++++ Excerpted passage

Jacques Le Vieux, dit Vieau (or Vieaux) (May 5, 1757 – July 1, 1852) was a French-Canadian fur trader and the first permanent white settler in Milwaukee, Wisconsin. He was born near Montreal, Quebec, Canada and died in Howard, Wisconsin.

Biography
In , Vieau came to Green Bay, where he married Angelique Roy that same year. She was the granddaughter of Potawatomi Indian chief Anaugesa. They had at least twelve children together.

In 1795, Vieau settled at Jambo Creek in Manitowoc County. While employed by the North West Company, Vieau established a fur trading post in the area that would become Milwaukee in 1795, along with outposts at Kewaunee, Manitowoc, and Sheboygan. His Milwaukee cabin was built on top of a bluff overlooking the Menomonee Valley and became his winter residence away from Green Bay. A historical monument marks this location in Mitchell Park as the first house in Milwaukee.

++++++++

→ Objective 1
Answer these questions from the Jacques Vieau passage, one per line:
(a) Near what city was Vieau born?
(b) Angelique Roy was the granddaughter of which chief?
(c) Which company employed Vieau when he set up his trading post in the Milwaukee area?
→ Objective 2
List every place where the Jacques Vieau passage says Vieau established a fur trading post or outpost.
→ Objective 3
Write the next part of the Jacques Vieau passage, picking up after its final sentence.
The records stand apart from the Jacques Vieau passage and are separate material.

++++ Supplied material

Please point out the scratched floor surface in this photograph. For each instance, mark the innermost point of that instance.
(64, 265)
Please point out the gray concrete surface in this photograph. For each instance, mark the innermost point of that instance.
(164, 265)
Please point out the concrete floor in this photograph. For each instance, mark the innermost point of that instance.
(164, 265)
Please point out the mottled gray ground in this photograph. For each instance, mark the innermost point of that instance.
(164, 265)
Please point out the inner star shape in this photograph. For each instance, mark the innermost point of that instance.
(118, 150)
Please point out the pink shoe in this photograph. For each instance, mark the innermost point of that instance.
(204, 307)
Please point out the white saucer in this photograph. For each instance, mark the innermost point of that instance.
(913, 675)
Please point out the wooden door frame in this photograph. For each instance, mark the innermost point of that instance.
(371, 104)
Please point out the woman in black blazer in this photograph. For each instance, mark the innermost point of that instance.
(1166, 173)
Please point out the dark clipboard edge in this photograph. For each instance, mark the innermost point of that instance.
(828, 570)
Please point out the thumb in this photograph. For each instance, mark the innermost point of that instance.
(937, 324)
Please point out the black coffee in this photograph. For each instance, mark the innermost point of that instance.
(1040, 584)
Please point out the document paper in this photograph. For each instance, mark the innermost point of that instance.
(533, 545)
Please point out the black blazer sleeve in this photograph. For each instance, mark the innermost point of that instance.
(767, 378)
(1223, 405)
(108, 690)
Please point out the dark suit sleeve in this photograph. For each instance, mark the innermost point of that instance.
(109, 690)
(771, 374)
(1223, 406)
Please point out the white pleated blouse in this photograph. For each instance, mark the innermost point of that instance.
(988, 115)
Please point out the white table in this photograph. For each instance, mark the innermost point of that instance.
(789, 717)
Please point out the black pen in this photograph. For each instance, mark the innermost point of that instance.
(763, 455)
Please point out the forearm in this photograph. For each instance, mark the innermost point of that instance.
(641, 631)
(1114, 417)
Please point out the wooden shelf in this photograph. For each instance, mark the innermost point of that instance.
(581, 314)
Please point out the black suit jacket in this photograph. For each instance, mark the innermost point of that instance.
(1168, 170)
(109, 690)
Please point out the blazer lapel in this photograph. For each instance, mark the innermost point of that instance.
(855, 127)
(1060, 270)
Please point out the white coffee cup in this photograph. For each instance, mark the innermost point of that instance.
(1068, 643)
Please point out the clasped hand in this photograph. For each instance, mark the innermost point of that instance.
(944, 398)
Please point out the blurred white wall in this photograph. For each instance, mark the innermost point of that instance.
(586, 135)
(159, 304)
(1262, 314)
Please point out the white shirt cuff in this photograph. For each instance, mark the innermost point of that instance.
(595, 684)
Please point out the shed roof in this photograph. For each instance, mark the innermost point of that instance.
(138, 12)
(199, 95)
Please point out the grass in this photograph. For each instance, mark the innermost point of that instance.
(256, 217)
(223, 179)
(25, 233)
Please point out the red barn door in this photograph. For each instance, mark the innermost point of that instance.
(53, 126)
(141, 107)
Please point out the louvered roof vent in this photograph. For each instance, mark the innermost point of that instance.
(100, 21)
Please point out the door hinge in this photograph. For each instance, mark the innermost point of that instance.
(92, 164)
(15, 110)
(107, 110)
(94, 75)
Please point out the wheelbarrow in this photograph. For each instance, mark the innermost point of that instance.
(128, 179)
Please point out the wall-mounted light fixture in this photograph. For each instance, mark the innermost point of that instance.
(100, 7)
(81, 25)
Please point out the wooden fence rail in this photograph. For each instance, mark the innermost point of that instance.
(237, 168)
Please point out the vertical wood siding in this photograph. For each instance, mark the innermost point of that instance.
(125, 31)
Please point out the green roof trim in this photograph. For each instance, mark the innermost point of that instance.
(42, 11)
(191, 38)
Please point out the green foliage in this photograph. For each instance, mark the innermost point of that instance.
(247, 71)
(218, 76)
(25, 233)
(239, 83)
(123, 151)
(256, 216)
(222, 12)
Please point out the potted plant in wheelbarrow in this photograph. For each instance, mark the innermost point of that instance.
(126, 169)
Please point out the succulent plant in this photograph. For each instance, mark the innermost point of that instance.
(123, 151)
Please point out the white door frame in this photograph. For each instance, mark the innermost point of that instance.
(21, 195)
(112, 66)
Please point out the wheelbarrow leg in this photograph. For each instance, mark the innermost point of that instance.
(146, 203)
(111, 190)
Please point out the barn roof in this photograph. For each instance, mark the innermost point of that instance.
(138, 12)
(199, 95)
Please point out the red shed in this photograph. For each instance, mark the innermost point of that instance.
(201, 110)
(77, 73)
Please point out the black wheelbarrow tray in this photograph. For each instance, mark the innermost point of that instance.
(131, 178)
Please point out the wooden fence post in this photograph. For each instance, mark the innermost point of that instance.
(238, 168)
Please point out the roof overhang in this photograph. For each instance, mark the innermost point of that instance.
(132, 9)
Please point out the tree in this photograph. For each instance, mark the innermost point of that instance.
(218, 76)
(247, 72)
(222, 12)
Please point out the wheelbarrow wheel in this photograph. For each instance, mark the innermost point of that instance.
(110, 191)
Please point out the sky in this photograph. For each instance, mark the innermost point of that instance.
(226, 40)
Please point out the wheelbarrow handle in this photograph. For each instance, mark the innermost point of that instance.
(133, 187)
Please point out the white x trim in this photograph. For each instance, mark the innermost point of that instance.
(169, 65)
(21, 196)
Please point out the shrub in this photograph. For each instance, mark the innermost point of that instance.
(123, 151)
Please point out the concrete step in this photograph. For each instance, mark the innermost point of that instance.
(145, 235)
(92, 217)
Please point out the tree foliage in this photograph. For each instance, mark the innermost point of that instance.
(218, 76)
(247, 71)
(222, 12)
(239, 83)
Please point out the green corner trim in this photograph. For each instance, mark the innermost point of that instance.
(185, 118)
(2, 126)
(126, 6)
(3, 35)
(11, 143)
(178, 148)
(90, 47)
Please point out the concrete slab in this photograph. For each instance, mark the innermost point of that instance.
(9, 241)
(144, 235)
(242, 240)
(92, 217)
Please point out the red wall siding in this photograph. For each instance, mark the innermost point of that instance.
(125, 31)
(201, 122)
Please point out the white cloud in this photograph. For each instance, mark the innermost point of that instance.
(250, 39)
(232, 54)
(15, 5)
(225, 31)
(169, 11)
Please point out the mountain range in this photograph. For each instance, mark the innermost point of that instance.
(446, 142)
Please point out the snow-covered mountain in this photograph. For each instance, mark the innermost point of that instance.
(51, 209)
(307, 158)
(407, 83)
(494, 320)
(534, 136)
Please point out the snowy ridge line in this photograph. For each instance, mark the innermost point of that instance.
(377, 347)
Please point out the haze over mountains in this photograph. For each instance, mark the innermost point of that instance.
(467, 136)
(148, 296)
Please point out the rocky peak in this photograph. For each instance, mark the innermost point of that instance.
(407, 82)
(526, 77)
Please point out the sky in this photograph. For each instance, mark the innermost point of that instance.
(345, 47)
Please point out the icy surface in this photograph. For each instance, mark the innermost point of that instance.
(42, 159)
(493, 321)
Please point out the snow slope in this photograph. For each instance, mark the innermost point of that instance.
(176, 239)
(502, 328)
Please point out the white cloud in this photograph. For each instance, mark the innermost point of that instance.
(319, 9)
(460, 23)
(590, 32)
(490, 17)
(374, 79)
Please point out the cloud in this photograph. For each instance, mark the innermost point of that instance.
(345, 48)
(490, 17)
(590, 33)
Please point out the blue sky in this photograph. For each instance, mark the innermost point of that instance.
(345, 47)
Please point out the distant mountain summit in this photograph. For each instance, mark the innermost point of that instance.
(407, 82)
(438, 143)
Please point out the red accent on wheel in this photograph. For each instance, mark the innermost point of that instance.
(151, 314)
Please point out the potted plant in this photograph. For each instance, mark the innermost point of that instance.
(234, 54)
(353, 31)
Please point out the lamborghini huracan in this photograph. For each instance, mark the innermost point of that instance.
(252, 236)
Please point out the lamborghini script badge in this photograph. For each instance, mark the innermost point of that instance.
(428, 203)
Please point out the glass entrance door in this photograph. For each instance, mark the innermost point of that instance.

++++++++

→ Final result 1
(a) Near Montreal, Quebec, Canada
(b) Potawatomi Indian chief Anaugesa
(c) The North West Company

→ Final result 2
Milwaukee, Kewaunee, Manitowoc, Sheboygan

→ Final result 3
In 1818, Vieau hired another French-Canadian named Solomon Juneau, who later married his daughter Josette and went on to found what was to become the City of Milwaukee.

In 2016, a tombstone for his grave was placed.

Legacy
The town of Louisville, Kansas is named after Vieau's son, Louis Amable Vieau, Sr.

Vieau is the eponym of Vieau Elementary School and also a street found in Milwaukee, Wisconsin.

The living descendants of Vieau are centered on Green Bay.

Notes

External links
 Narrative of Andrew Vieau, Sr.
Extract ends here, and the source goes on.